Exercise: Without the pictures, set down the records below word for word.

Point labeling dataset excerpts

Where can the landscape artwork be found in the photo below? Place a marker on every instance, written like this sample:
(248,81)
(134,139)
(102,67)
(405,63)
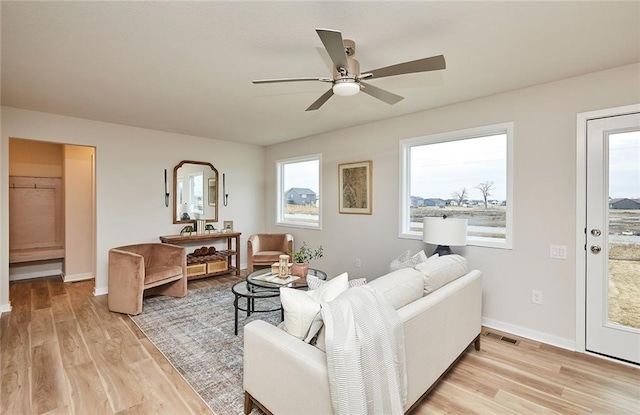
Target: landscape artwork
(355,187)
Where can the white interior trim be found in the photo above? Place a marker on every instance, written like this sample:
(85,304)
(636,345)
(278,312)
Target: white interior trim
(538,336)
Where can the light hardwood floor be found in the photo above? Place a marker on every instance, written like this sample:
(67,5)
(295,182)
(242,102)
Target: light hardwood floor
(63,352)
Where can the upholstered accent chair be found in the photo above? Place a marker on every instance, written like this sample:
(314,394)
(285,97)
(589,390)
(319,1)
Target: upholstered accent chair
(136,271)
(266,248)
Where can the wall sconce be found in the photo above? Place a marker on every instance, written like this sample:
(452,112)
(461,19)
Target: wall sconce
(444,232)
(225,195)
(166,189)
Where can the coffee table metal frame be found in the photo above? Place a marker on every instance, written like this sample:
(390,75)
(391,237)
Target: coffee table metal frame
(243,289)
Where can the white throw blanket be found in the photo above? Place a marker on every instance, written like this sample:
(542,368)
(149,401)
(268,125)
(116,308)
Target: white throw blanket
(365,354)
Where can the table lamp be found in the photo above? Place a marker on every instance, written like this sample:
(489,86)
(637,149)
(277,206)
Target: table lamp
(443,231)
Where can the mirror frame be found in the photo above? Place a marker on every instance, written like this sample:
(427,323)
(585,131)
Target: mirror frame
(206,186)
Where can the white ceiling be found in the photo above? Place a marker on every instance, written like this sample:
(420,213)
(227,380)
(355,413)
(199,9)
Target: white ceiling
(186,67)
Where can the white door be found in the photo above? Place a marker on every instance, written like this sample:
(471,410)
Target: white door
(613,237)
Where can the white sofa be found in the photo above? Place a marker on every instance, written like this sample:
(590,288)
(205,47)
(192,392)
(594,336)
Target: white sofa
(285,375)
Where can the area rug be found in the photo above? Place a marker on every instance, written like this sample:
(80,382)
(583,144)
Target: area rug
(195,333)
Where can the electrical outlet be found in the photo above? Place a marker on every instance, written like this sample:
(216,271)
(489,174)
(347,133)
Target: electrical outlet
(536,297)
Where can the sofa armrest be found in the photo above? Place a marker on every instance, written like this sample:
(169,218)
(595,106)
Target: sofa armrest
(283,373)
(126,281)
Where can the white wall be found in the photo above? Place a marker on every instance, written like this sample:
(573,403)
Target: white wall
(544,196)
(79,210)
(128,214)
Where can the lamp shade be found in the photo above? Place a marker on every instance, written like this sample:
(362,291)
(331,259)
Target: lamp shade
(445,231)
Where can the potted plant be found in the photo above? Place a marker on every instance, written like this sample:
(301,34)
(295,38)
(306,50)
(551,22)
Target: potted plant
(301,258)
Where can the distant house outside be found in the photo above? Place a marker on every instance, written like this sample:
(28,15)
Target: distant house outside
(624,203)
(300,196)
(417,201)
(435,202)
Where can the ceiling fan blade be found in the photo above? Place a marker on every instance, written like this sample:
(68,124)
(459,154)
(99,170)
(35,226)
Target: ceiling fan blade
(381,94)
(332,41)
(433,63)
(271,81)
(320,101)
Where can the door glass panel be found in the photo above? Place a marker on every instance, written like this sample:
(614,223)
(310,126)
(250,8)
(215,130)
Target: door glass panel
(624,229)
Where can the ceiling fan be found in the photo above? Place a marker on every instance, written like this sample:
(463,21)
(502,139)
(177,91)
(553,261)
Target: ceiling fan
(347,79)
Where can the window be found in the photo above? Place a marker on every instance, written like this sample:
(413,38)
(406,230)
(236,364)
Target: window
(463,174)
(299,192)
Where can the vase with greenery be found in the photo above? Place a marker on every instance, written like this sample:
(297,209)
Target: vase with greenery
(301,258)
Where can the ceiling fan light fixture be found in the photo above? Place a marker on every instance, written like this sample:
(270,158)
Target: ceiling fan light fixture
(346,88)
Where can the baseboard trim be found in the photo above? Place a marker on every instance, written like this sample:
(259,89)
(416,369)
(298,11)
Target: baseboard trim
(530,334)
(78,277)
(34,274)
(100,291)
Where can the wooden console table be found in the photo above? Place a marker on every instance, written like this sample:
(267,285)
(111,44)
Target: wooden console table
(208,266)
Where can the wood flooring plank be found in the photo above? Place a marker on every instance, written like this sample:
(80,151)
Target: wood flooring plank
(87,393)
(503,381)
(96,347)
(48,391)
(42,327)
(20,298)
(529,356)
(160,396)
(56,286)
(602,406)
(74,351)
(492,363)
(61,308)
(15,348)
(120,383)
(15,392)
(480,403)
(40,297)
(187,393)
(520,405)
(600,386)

Written solution:
Where can the landscape artwork be found in the photo below? Place a marker on every instance, written like this sample:
(248,81)
(134,139)
(102,67)
(405,63)
Target: landscape artwork
(355,187)
Where can the white interior trim be found in the photo above? Place a marker on every instance, written like this sample:
(85,304)
(636,345)
(278,312)
Target: white interior trim
(538,336)
Where can the light hardwood floor be found in the photo above? Place a marker on every instance, written like this sample:
(67,5)
(295,182)
(242,102)
Target: light hardwood floor
(63,352)
Where can the upholstered accent chair be found in the photo above? Place a marker on every instance, written like this sample:
(314,394)
(285,97)
(589,390)
(319,1)
Target: upholstered accent chair
(136,271)
(266,248)
Where can the wall sconce be found in the photo above? Place a marker on every instance, written like this sample:
(452,112)
(461,19)
Target: wall sconce
(444,232)
(225,195)
(166,189)
Where can the coffee table metal frame be found in the photo above? Place a marker on every instance, written like this sample:
(390,75)
(391,237)
Target: coffee table metal frame
(243,289)
Where can the white throw blanket be found in the photo above? Place a marker on every instance, written like this sample:
(542,368)
(149,401)
(268,125)
(116,308)
Target: white throw blanket
(365,354)
Where can the table lamp be found in the photo above? Place a marker on every instance, written like this sample:
(489,86)
(637,149)
(277,206)
Target: table lamp
(443,231)
Where can the mirror frame be found in the photo above? Place a marker on every instance, written like this sample:
(427,323)
(585,131)
Target: mirror frame
(206,186)
Where can the white ceiling be found in the photo above? Place a marker on every instance, written like this sample:
(420,213)
(227,380)
(355,413)
(199,9)
Target: white ceiling
(186,67)
Where can the white door be found in the photo above? Place a marker on every instance, written like this sample:
(471,410)
Target: white door
(613,237)
Where can the white sofa be found in the photo above? Place a marker on every instance, written like this sample:
(590,288)
(205,47)
(192,392)
(594,336)
Target: white sofa
(285,375)
Where can the area rug be found in the photo above? Place a marker on every instance, written like this sample:
(80,382)
(583,144)
Target: area rug
(195,333)
Where can the electrical outlet be found in the photo above? Place a marker on every instance, written like this sample:
(216,271)
(489,174)
(347,133)
Target: electrical outlet
(536,297)
Where can the sofa armrest be found in the photo above? Place a marker on every instance, written like this sample:
(169,218)
(595,106)
Target: sofa armrest
(283,373)
(126,281)
Where can the white wall be found in the photo above? Place a marker on every instance, written like this sample:
(573,403)
Target: white wall
(544,196)
(79,210)
(128,214)
Where can the lamp shade be found in the photo above? Place a marker on every instance, written like this sample:
(362,291)
(331,259)
Target: lamp shade
(445,231)
Where can the potted plant be found in the photo above? Place a marker on every instance, written like this sample:
(301,34)
(295,38)
(306,50)
(551,22)
Target: potted plant
(301,258)
Where can the distant house outside be found in the photo above? Place a marker on every instance, written like this sample:
(28,15)
Target: distant house outside
(624,203)
(300,196)
(417,201)
(435,202)
Where can the ceiling fan blade be found in the photo above? Place a marker on every instance, written like this sample:
(68,124)
(459,154)
(99,170)
(35,226)
Target: ceiling fan blade
(381,94)
(332,41)
(433,63)
(271,81)
(320,101)
Where can the door glass panel be found in the photo above? Place a marker on every instance, written like this sample:
(614,223)
(310,126)
(250,8)
(215,130)
Target: door glass panel
(624,229)
Where can the ceiling fan be found in the photo above? Place a marker on every instance, written like this sample:
(463,21)
(502,139)
(177,91)
(553,261)
Target: ceiling fan
(347,79)
Where can the window be found in the photo above? Place a marker on every instance, written like this sample:
(413,38)
(406,230)
(236,364)
Target: window
(463,174)
(299,192)
Where can the vase with greenery be found in the photo above? Place a marker on every instance, written like this sample:
(297,209)
Target: vase with greenery
(301,258)
Where can the ceiling fan light fixture be found in the photo above? Place a marker on every instance, written like this sample:
(270,158)
Target: ceiling fan light fixture
(346,88)
Where can the baseboard trim be found in the photo above? Place a marker on every instance, written like this sample:
(259,89)
(416,369)
(298,11)
Target: baseboard trim
(530,334)
(78,277)
(34,274)
(100,291)
Where can the wooden console table be found in the photo above? Place a marker on every instance, written like this sample:
(267,285)
(111,44)
Target: wooden console table
(208,266)
Where can the wood flooring plank be found in the photo above? Place a marker on every instance, written like this sample:
(80,151)
Target: wood flooring plank
(87,393)
(503,381)
(96,347)
(48,391)
(42,327)
(20,298)
(529,356)
(160,396)
(56,286)
(602,406)
(74,351)
(492,363)
(61,308)
(15,348)
(120,383)
(15,392)
(480,403)
(40,297)
(187,393)
(520,405)
(600,386)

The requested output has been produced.